Dataset entries
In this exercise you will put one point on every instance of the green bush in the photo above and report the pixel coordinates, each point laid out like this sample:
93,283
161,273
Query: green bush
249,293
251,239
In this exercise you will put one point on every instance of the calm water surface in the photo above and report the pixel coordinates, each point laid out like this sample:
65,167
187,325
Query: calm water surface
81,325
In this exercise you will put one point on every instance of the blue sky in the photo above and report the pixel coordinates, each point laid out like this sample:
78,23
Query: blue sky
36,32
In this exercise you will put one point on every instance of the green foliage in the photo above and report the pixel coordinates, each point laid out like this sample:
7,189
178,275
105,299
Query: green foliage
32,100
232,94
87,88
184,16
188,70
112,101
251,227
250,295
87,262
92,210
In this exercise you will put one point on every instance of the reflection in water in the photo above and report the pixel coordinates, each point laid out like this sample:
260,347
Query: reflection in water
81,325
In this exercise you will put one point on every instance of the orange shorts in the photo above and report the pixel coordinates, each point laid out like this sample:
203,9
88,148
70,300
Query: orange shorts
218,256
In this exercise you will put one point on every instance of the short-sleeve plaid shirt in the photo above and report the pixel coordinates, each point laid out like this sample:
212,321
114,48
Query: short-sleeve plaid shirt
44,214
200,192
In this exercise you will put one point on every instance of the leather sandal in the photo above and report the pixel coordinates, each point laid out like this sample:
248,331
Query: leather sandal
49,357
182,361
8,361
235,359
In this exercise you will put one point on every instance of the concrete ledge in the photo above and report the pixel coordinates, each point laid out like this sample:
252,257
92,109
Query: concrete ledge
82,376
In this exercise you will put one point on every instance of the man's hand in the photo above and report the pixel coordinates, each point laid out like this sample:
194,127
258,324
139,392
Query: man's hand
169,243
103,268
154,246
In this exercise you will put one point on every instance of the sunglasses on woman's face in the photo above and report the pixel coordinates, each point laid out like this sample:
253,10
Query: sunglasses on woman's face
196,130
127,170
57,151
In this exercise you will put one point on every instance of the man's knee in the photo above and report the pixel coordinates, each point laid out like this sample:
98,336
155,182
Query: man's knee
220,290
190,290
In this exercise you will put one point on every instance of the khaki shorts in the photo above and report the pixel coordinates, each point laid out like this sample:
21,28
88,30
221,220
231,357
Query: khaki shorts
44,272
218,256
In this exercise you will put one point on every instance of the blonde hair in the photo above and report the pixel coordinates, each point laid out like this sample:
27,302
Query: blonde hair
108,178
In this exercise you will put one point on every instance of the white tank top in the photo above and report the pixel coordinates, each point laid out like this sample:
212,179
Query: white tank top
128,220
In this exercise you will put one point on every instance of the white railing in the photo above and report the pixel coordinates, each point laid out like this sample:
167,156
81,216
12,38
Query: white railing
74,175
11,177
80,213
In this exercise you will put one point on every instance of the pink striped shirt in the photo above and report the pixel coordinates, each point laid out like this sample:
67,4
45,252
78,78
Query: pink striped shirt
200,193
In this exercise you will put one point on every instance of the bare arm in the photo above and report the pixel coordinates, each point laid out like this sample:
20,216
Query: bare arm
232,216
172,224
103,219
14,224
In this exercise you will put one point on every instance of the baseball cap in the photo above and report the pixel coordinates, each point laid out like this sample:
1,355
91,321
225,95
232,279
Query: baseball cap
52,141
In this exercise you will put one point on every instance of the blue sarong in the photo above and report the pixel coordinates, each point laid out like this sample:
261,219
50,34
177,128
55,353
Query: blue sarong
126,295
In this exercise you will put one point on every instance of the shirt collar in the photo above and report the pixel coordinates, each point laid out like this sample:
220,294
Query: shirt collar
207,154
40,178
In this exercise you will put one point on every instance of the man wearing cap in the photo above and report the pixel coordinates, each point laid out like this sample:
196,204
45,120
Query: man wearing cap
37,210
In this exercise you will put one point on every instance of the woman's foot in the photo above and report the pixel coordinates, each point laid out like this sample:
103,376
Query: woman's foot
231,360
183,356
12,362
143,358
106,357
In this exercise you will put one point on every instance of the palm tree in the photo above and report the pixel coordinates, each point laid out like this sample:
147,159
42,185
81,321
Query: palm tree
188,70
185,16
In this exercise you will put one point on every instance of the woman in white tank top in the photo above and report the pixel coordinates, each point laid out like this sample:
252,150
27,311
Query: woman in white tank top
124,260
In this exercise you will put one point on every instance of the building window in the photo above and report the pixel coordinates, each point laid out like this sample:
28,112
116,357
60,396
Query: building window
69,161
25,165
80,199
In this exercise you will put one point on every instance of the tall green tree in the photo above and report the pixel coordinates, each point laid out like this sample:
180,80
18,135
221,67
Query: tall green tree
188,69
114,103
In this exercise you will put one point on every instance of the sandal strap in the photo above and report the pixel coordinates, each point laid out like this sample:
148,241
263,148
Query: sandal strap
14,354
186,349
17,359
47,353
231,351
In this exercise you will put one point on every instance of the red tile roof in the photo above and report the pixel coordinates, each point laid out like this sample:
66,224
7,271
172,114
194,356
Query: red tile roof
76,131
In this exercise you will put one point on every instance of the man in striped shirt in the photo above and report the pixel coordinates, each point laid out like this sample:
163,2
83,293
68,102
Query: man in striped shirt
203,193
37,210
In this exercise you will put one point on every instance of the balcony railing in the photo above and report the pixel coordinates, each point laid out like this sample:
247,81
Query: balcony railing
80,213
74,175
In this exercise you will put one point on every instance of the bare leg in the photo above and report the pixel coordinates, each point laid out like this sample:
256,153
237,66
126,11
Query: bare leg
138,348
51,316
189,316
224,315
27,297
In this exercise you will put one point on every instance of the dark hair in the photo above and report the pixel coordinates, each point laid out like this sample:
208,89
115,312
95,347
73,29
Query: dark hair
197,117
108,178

YOUR OBJECTIVE: Would you copy out exactly the lines above that start at the one containing "Query: man's knee" and end at the one containing "of the baseball", inclusive?

ANSWER:
Query: man's knee
220,290
190,290
In this exercise you will put one point on every instance of the khaki shorts in the photo above and report the pixel coordinates, each point laid out like this sample:
21,28
88,30
221,220
231,357
Query: khaki shorts
44,272
218,256
In this exercise you will put one point on every instance of the blonde hair in the photo above and report the pixel coordinates, each point laid out like this sample:
27,302
Query: blonde hair
108,178
In this exercise you will put one point on every instance of the white tank top in the photo above and report the pixel coordinates, each point laid out like this sample:
212,179
Query: white tank top
128,220
In this exercise you will put one point on every instance of the white railing in the photo above and report the pixel coordinates, each point laid out like this sample:
167,156
81,216
12,38
Query: white railing
74,175
11,177
80,213
In this exercise you will put one point on every instance of the pink striped shirt in the photo above and report the pixel coordinates, each point laid out like this sample:
67,4
45,252
78,78
Query: pink striped shirt
200,193
In this exercise you will put one point on every instance of the bare arm in the photo above and report the pixel coordinates, each point laid out like this sample:
20,216
Query: bare arm
232,216
172,224
103,219
14,224
In this exercise you will put one point on every instance of the baseball cap in the photo above and report the pixel coordinates, each point laid out like this sample:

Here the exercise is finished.